Einträge der Bounding-Box-Annotation
________________
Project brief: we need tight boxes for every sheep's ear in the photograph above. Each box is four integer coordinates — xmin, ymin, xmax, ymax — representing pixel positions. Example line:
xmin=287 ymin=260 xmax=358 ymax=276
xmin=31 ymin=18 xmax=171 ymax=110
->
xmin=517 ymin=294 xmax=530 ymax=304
________________
- Aufgabenstellung
Gib die obigen Daten Zeile für Zeile unverändert wieder.

- Gelöste Aufgabe
Project brief: we need tight boxes for every sheep's ear in the photograph above. Each box is four integer coordinates — xmin, ymin, xmax, ymax — representing pixel positions. Example line:
xmin=287 ymin=260 xmax=358 ymax=276
xmin=31 ymin=18 xmax=171 ymax=110
->
xmin=517 ymin=294 xmax=530 ymax=304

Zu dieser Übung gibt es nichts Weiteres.